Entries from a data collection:
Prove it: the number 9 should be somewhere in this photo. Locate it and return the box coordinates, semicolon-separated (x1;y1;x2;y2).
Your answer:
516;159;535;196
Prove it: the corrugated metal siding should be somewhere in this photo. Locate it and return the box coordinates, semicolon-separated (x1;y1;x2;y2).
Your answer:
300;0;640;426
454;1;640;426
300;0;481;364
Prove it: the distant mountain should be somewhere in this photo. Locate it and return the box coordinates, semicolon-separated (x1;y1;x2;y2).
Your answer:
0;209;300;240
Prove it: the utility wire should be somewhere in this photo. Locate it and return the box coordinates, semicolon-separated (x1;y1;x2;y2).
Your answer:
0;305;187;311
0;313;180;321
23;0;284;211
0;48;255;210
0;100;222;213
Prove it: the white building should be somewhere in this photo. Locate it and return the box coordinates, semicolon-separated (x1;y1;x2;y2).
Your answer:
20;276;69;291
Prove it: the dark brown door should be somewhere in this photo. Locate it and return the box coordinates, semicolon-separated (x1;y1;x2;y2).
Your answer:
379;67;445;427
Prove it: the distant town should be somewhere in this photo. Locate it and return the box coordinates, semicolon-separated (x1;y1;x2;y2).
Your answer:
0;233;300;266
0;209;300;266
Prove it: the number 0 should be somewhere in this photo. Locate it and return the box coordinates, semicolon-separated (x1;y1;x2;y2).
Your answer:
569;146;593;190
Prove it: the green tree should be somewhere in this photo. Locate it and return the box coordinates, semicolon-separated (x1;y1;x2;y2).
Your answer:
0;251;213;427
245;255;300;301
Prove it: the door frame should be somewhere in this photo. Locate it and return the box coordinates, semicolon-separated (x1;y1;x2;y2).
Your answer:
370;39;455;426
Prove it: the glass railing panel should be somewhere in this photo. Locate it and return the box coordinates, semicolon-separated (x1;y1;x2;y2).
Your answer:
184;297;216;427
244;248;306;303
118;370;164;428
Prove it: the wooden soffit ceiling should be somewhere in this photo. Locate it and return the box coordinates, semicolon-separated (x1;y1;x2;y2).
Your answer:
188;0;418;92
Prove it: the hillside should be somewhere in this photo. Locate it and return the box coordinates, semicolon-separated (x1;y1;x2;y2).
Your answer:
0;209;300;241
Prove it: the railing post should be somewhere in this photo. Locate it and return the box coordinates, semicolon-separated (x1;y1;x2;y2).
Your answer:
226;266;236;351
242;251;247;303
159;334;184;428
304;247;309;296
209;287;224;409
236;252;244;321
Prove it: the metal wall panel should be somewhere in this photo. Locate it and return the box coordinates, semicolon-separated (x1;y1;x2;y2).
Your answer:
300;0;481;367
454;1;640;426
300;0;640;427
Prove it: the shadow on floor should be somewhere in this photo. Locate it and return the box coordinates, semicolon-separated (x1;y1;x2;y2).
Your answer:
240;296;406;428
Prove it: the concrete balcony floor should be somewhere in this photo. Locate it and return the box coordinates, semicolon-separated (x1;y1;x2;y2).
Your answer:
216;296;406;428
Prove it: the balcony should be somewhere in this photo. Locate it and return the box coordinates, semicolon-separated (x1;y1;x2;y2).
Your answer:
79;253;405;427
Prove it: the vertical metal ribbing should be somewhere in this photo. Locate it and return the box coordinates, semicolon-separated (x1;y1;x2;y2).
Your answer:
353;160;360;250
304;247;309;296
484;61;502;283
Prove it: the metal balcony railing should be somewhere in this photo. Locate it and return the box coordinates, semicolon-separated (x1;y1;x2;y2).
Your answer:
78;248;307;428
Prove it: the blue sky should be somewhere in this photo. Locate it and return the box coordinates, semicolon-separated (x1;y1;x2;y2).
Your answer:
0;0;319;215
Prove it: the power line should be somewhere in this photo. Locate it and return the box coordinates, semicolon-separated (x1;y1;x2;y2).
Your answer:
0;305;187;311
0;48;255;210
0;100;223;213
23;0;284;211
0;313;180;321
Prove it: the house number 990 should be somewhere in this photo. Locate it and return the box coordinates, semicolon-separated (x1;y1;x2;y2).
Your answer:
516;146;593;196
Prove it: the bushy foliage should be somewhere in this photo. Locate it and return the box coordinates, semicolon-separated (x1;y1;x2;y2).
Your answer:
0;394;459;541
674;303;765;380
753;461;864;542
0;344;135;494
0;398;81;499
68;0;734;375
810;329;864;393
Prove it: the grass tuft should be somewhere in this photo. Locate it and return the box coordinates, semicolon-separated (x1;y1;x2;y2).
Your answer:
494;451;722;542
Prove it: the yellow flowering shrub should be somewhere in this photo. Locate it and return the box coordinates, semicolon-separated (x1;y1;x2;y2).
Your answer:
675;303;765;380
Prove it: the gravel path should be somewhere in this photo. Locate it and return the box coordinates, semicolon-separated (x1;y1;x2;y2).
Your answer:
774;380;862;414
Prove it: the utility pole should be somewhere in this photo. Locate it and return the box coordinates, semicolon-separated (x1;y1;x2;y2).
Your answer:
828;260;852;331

# [Task prompt]
Render every line of the entries above as a Markdown table with two columns, Row and Line, putting a running row number in Row and the text of each line in Line. Omit any blank lines.

# [Output for this task]
| Row | Line |
|---|---|
| 1 | Prove it: the number 9 should be somewhere in this photo. Locate it and return the box coordinates, semicolon-separated (x1;y1;x2;y2). |
| 2 | Your answer: |
| 3 | 516;159;535;196 |
| 4 | Prove it: the corrugated metal siding should be somewhere in this photo. Locate it and return the box coordinates, semicolon-separated (x1;y1;x2;y2). |
| 5 | Your answer: |
| 6 | 300;0;640;426 |
| 7 | 454;1;640;426 |
| 8 | 300;0;481;364 |
| 9 | Prove it: the distant mountain should be somewhere in this photo. Locate it and return the box coordinates, semicolon-separated (x1;y1;x2;y2). |
| 10 | Your answer: |
| 11 | 0;209;300;240 |
| 12 | Prove it: the utility wire should be somewhere in this photo. Locate it and return the box coordinates, semicolon-separated (x1;y1;x2;y2). |
| 13 | Your answer: |
| 14 | 0;305;187;311 |
| 15 | 0;313;180;321 |
| 16 | 23;0;284;211 |
| 17 | 0;48;255;210 |
| 18 | 0;100;222;213 |
| 19 | Prove it: the white building should be somewhere in this photo. Locate it and return the box coordinates, semicolon-separated (x1;y1;x2;y2). |
| 20 | Your answer: |
| 21 | 20;276;69;291 |
| 22 | Prove it: the dark brown door should be somewhere in this photo. Locate it and return the box coordinates, semicolon-separated (x1;y1;x2;y2). |
| 23 | Your answer: |
| 24 | 379;67;445;427 |
| 25 | Prove it: the distant town should be somewhere in this photo. Locate it and return the box coordinates, semicolon-separated (x1;y1;x2;y2). |
| 26 | Your answer: |
| 27 | 0;233;300;266 |
| 28 | 0;209;300;266 |
| 29 | Prove it: the number 0 should be somewhere in this photo. Locate it and return the box coordinates, semicolon-separated (x1;y1;x2;y2). |
| 30 | Your answer: |
| 31 | 569;146;593;190 |
| 32 | Prove it: the green tree should be somewhere in this photo. Locate it and return the box coordinates, semicolon-separated (x1;y1;x2;y2). |
| 33 | Your answer: |
| 34 | 0;251;213;427 |
| 35 | 245;255;300;301 |
| 36 | Prove it: the door frame should be somewhere in this photo. Locate it and return the box coordinates, semicolon-separated (x1;y1;x2;y2). |
| 37 | Your answer: |
| 38 | 370;39;455;426 |
| 39 | Prove it: the glass railing panel should be somewhere in this photo. Locate it and return the box coordinates, semicolon-separated (x1;y1;x2;y2). |
| 40 | Your answer: |
| 41 | 184;297;216;427 |
| 42 | 244;248;306;303 |
| 43 | 118;370;164;428 |
| 44 | Prove it: the wooden soffit ceiling should be somewhere in this photo. Locate it and return the box coordinates, semicolon-separated (x1;y1;x2;y2). |
| 45 | Your answer: |
| 46 | 188;0;418;92 |
| 47 | Prove it: the hillside should be somewhere in this photo. Locate it and return the box coordinates, semicolon-separated (x1;y1;x2;y2). |
| 48 | Your answer: |
| 49 | 0;209;300;241 |
| 50 | Prove it: the railing post should be somewhere in this photo. Locate it and return the box coordinates, semicolon-separated (x1;y1;x2;y2). |
| 51 | Your answer: |
| 52 | 226;266;236;351 |
| 53 | 242;251;247;303 |
| 54 | 159;334;184;428 |
| 55 | 304;247;309;296 |
| 56 | 209;287;224;409 |
| 57 | 236;252;244;321 |
| 58 | Prove it: the metal wall panel should be somewhere in this photo. Locate it and return the box coordinates, semicolon-separated (x1;y1;x2;y2). |
| 59 | Your answer: |
| 60 | 300;0;481;367 |
| 61 | 454;1;640;426 |
| 62 | 300;0;640;427 |
| 63 | Prove it: the shadow on floor should be somewhere in this photo. Locate it and return the box coordinates, semicolon-separated (x1;y1;x2;y2). |
| 64 | Your answer: |
| 65 | 240;296;406;428 |
| 66 | Prove it: the concrete balcony floor should be somewhere in this photo. Locate it and return the box coordinates, semicolon-separated (x1;y1;x2;y2). |
| 67 | Your answer: |
| 68 | 216;296;406;428 |
| 69 | Prove it: the balcony should be somewhere in this photo. Locate it and return the box coordinates, semicolon-separated (x1;y1;x2;y2). |
| 70 | Your answer: |
| 71 | 79;253;405;427 |
| 72 | Prove it: the vertical metal ribbing should be somewhere in this photo. Locate it and return the box coordinates, semicolon-separated (x1;y1;x2;y2). |
| 73 | Your answer: |
| 74 | 353;160;360;250 |
| 75 | 304;247;309;296 |
| 76 | 484;61;502;283 |
| 77 | Prove it: the metal balcony railing should be somewhere in this photo. Locate it and return the box coordinates, semicolon-separated (x1;y1;x2;y2). |
| 78 | Your answer: |
| 79 | 78;248;307;428 |
| 80 | Prove it: the blue sky should be somewhere in this photo. Locate it and return the box coordinates, semicolon-separated (x1;y1;x2;y2). |
| 81 | Your answer: |
| 82 | 0;0;319;215 |
| 83 | Prove it: the power line should be somewhere in this photo. Locate it and return the box coordinates, semicolon-separated (x1;y1;x2;y2). |
| 84 | Your answer: |
| 85 | 0;305;187;311 |
| 86 | 0;48;255;210 |
| 87 | 0;100;223;213 |
| 88 | 23;0;284;211 |
| 89 | 0;313;180;321 |
| 90 | Prove it: the house number 990 should be somewhere in this photo. Locate it and return the box coordinates, semicolon-separated (x1;y1;x2;y2). |
| 91 | Your answer: |
| 92 | 516;146;593;196 |
| 93 | Prove it: the bushy foliage should be somewhere in this photo. Locate it and return the box coordinates, semicolon-separated (x1;y1;x2;y2). |
| 94 | Your answer: |
| 95 | 0;394;459;541 |
| 96 | 674;303;765;380 |
| 97 | 753;461;864;542 |
| 98 | 0;344;135;494 |
| 99 | 0;398;81;499 |
| 100 | 68;0;734;375 |
| 101 | 810;329;864;393 |
| 102 | Prove it: the grass tuft should be somewhere in this photo. Locate it and return the box coordinates, semicolon-separated (x1;y1;x2;y2). |
| 103 | Your answer: |
| 104 | 494;451;722;542 |
| 105 | Prove it: the yellow flowering shrub should be somewhere in this photo. Locate it and return the box coordinates, semicolon-separated (x1;y1;x2;y2). |
| 106 | Your answer: |
| 107 | 675;303;765;380 |
| 108 | Prove it: the gravel path should be somewhere in this photo. Locate it and return the box coordinates, semicolon-separated (x1;y1;x2;y2). |
| 109 | Your answer: |
| 110 | 774;380;862;414 |
| 111 | Prove it: the utility pole should be somewhere in this photo. Locate it and return the box coordinates, semicolon-separated (x1;y1;x2;y2). |
| 112 | Your answer: |
| 113 | 828;260;852;331 |